### Page extract
Revenue from Contracts with Customers
The Company generates revenue from construction type contracts, primarily consisting of fixed-price contracts, to deliver mechanical, plumbing, and electrical construction services to its customers. The duration of its contracts generally ranges from three months to two years. Revenue from fixed price contracts is recognized on the cost-to-cost method, measured by the relationship of total cost incurred to total estimated contract costs. Revenue from time and materials contracts is recognized as services are performed. The Company believes that its extensive experience in mechanical, plumbing, and electrical projects, and its internal cost review procedures during the bidding process, enable it to reasonably estimate costs and mitigate the risk of cost overruns on fixed price contracts.
The Company generally invoices customers on a monthly basis, based on a schedule of values that breaks down the contract amount into discrete billing items. Costs and estimated earnings in excess of billings on uncompleted contracts are recorded as a contract asset until billable under the contract terms. Billings in excess of costs and estimated earnings on uncompleted contracts are recorded as a contract liability until the related revenue is recognizable. The Company classifies contract assets and liabilities that may be settled beyond one year from the balance sheet date as current, consistent with the length of time of the Company’s project operating cycle.
Contract assets
Contract assets include costs and estimated earnings in excess of billings on uncompleted contracts and amounts due under retainage provisions. The components of the contract asset balances as of the respective dates were as follows:
(in thousands)December 31, 2024December 31, 2023Change
Contract assets
Costs and estimated earnings in excess of billings on uncompleted contracts$27,304 $29,247 $(1,943)
Retainage receivable20,245 22,443 (2,198)
      Total contract assets$47,549 $51,690 $(4,141)
Retainage receivable represents amounts invoiced to customers where payments have been partially withheld, typically 10%, pending the completion of certain milestones, satisfaction of other contractual conditions or the completion of the project. Retainage agreements vary from project to project and balances could be outstanding for several months or years depending on a number of circumstances such as contract-specific terms, project performance and other variables that may arise as the Company makes progress towards completion.
Contract assets represent the excess of contract costs and profits (or contract revenue) over the amount of contract billings to date and are classified as a current asset. Contract assets result when either: (1) the appropriate contract revenue amount has been recognized over time in accordance with ASC Topic 606, but a portion of the revenue recorded cannot be currently billed due to the billing terms defined in the contract, or (2) costs are incurred related to certain claims and unapproved change orders. Claims occur when there is a dispute regarding both a change in the scope of work and the price associated with that change.
######
### Supplied material
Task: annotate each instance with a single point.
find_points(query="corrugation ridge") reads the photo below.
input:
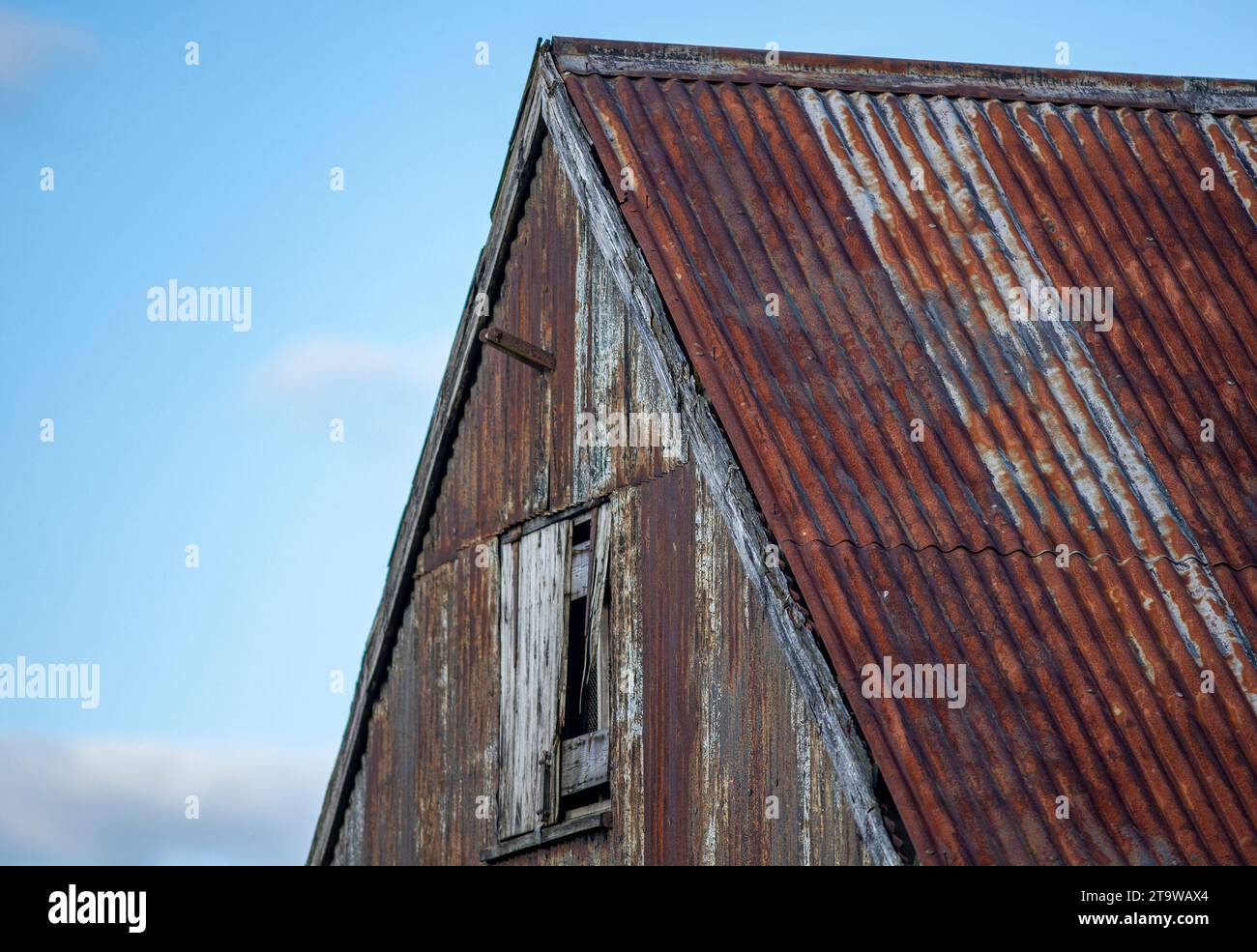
######
• Actions to take
1) Copy the contract revenue passage from "The Company generally" up to and including "project operating cycle.".
2) Carry on the contract revenue passage from the point where it stops.

• Responses per task
1)
The Company generally invoices customers on a monthly basis, based on a schedule of values that breaks down the contract amount into discrete billing items. Costs and estimated earnings in excess of billings on uncompleted contracts are recorded as a contract asset until billable under the contract terms. Billings in excess of costs and estimated earnings on uncompleted contracts are recorded as a contract liability until the related revenue is recognizable. The Company classifies contract assets and liabilities that may be settled beyond one year from the balance sheet date as current, consistent with the length of time of the Company’s project operating cycle.

2)
Unapproved change orders occur when a change in the scope of work results in additional work being performed before the parties have agreed on the corresponding change in the contract price. The Company routinely estimates recovery related to claims and unapproved change orders as a form of variable consideration at the most likely amount it expects to receive and to the extent it is probable that a significant reversal of cumulative revenue recognized will not occur when the uncertainty associated with the variable consideration is resolved. Claims and unapproved change orders are billable upon the agreement and resolution between the contractual parties and after the execution of contractual amendments. Increases in claims and unapproved change orders typically result from costs being incurred against existing or new positions; decreases normally result from resolutions and subsequent billings.
The current estimated net realizable value on such items as recorded in contract assets and contract liabilities in the consolidated balance sheets was $10.9 million and $19.5 million as of December 31, 2024 and 2023, respectively. The Company currently anticipates that the majority of such amounts will be approved or executed within one year. The resolution of those claims and unapproved change orders that may require litigation or other forms of dispute resolution proceedings may delay the timing of billing beyond one year. 
Contract liabilities
Contract liabilities include billings in excess of contract costs and estimated earnings on uncompleted contracts and provisions for losses. The components of the contract liability balances as of the respective dates were as follows:
(in thousands)December 31, 2024December 31, 2023Change
Contract liabilities
Billings in excess of costs and estimated earnings on uncompleted contracts$44,417 $41,987 $2,430 
Provisions for losses102 173 (71)
      Total contract liabilities$44,519 $42,160 $2,359 
Billings in excess of costs and estimated earnings on uncompleted contracts represent the excess of contract billings to date over the amount of contract costs and profits (or contract revenue) recognized to date. The balance may fluctuate depending on the timing of contract billings and the recognition of contract revenue.
Provisions for losses are recognized in the consolidated statements of operations at the uncompleted performance obligation level for the amount of total estimated losses in the period that evidence indicates that the estimated total cost of a performance obligation exceeds its estimated total revenue. 
The net (overbilling) underbilling position for contracts in process consisted of the following:
(in thousands)December 31, 2024December 31, 2023
Revenue earned on uncompleted contracts$618,153 $551,120 
Less: Billings to date(635,266)(563,860)
   Net (overbilling) underbilling$(17,113)$(12,740)
(in thousands)December 31, 2024December 31, 2023
Costs and estimated earnings in excess of billings on uncompleted contracts$27,304 $29,247 
Billings in excess of costs and estimated earnings on uncompleted contracts(44,417)(41,987)
   Net (overbilling) underbilling$(17,113)$(12,740)
Revisions in Contract Estimates
The Company recorded revisions in its contract estimates for certain ODR and GCR projects. During the year ended December 31, 2024, the Company recorded material gross profit write-ups on four ODR segment projects for a total of $3.9 million that had a net gross profit impact of $0.5 million or more. During the year ended December 31, 2024, the Company recorded material gross profit write-ups on three GCR projects for a total of $3.3 million and material gross profit write-downs on two GCR projects for a total of $1.4 million.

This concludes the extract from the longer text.